--- Exercises to complete ---
A) List every organization that Jansen names as a collaborator in the text on his MRI brain research.
B) According to the text on Jansen's MRI brain research, what kind of technique is IVIM?
C) Write the next part of the text on Jansen's MRI brain research, picking up after its final sentence.

--- Text passage ---
-- Opening Marker --
Understanding what happens in the brain

Jansen continues: “MRI allows us to explore many different facets of the brain. One such aspect, which I haven’t mentioned yet, is the glymphatic system; a waste clearance system in the brain. We’ve known about its existence for just over a decade, and we’re increasingly finding that it is impaired in various conditions, such as Alzheimer’s disease, which is characterised by protein buildup. We suspect this may be due to faulty waste clearance in the brain. MRI enables us to study this. One technique I introduced in Maastricht, and which I’m particularly proud of, is IVIM², a derivative of diffusion MRI. What started as a small project has now become a standard part of almost all our studies. The beauty of IVIM is that it not only provides information about tissue damage and vascular impairment but also about waste clearance in the brain. We’ve observed that patients with cognitive complaints often have issues with this clearance process. While most MRI techniques were developed by others, we’ve truly refined and optimised IVIM here in Maastricht. In applying this technique to brain research, we’re at the international forefront”.

Jansen initially focused on epilepsy research, which remains one of his active areas. However, his work now spans a broader range of conditions, including Alzheimer’s, MS, cerebral microangiopathy2, Parkinson’s, diabetes, and depression. Jansen explains: “We collaborate with the Alzheimer Centre Limburg, the Kempenhaeghe Epilepsy Centre, and Zuyderland Hospital on MS research. We also work closely with The Maastricht Study on diabetes research. Our expertise allows us to contribute across many fronts. Collaboration with clinicians is invaluable: they are essential sparring partners, and these partnerships ensure our research is directly relevant to patient care. I’ll highlight a few ongoing studies”.
-- Closing Marker --
--- Data shown ---
-- Opening Marker --
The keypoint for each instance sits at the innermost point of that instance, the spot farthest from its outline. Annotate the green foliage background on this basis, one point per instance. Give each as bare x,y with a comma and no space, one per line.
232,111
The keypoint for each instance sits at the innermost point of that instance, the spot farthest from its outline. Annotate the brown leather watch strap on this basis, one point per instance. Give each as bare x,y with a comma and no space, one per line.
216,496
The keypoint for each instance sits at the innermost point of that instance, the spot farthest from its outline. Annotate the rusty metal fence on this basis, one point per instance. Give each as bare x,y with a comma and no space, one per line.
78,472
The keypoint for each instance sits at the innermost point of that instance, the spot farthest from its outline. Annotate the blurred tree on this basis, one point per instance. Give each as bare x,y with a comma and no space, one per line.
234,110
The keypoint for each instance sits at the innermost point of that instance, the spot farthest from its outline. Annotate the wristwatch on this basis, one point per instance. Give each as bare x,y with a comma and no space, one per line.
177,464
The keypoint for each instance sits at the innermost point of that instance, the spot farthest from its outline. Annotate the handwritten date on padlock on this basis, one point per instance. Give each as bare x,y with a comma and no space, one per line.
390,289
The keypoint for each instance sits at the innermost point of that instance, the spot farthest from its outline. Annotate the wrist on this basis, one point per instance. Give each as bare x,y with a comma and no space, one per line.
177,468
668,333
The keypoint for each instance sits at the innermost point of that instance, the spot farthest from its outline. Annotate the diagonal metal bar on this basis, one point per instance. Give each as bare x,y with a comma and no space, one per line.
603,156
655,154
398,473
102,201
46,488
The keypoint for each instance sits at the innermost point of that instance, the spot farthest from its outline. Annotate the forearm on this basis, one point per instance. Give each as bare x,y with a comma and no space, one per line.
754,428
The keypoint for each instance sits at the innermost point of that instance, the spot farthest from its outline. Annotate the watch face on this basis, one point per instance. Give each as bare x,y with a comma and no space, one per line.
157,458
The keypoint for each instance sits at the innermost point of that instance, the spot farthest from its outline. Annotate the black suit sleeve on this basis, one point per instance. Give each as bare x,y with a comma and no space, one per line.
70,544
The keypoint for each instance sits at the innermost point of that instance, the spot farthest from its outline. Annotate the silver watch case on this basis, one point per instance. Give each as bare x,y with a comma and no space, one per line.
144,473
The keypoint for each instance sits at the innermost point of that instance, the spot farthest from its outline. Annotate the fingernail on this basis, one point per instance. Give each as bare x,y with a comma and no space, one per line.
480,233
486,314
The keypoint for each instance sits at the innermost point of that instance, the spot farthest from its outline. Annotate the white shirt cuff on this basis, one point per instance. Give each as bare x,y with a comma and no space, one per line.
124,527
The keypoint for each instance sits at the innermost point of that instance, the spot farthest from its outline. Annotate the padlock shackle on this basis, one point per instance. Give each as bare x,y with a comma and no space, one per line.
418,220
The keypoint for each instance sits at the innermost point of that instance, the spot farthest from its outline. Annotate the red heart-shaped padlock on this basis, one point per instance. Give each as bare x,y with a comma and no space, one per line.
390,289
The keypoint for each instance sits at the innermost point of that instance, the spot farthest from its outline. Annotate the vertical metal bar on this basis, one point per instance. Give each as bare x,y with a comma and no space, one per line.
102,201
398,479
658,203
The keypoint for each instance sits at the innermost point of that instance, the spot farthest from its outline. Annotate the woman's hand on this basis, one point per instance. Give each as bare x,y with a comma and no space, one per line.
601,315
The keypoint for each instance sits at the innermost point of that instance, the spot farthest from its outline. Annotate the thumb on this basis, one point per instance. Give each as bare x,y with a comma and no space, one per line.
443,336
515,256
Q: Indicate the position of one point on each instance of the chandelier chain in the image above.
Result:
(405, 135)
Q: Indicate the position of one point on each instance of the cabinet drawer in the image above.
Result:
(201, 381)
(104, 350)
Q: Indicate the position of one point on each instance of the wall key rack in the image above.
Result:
-- Closing Marker --
--- Expected responses ---
A)
Alzheimer Centre Limburg
Kempenhaeghe Epilepsy Centre
Zuyderland Hospital
The Maastricht Study

B) IVIM is a derivative of diffusion MRI.

C)
“The MS project I’m conducting with Zuyderland is a close collaboration between TU/e, MUMC+, and Philips. The goal is to improve scanning techniques, specifically targeting myelin. For this study, we’ve selected MS patients as a test case, scanning and following around 100 patients for two years using advanced MRI techniques. We’re also conducting blood tests and cognitive assessments”.

Jansen notes: “In a study on imaging in patients with complex epilepsy, we’re looking at individuals who don’t respond well to anti-seizure medications. These patients are referred by their GP to centres like Kempenhaeghe, where specialist neurologists have access to multiple treatment options. We scan patients at two points to examine neurotransmitters (using spectroscopy) and brain networks (using functional MRI). By better mapping what’s happening in the brain, we hope to predict which patients will benefit from specific medications. In another collaboration with Kempenhaeghe, with neurologist Ilse van Straten, we’re studying patients eligible for epilepsy surgery. It’s often assumed that surgery will cure epilepsy, but unfortunately, 30-40% of patients still experience seizures two years post-surgery. Using MRI, we’re investigating whether we can predict which patients will benefit most from surgery.”

Jansen emphasises: “With the data available to doctors, such as a patient’s medical history and blood markers, it’s still difficult to predict disease progression. Many things remain invisible. With MRI, we aim to uncover this hidden information to understand what’s really going wrong. In my research, we’re interested in two main things: understanding why patients have symptoms or respond poorly to treatment, and predicting whether patients will improve or worsen - either with a specific treatment or over time. The reality is that there are no medications that can, for example, regrow myelin. So, while knowing who will do well or poorly doesn’t yet translate into new treatments - beyond lifestyle interventions, which are beneficial for every condition - the main focus is on better understanding. First, improving understanding; then, improving prediction; and ultimately, improving treatment!”

¹Magnetic Resonance Imaging (MRI) is a medical imaging technique used to visualise the body and certain physiological processes. MRI scanners employ a powerful magnetic field and radio waves to generate detailed images of organs and tissues within the body. MRI encompasses several specialised (and derived) techniques, including functional MRI, diffusion MRI, physiological MRI, spectroscopy, nuclear magnetic resonance (NMR), and intra-voxel incoherent motion (IVIM).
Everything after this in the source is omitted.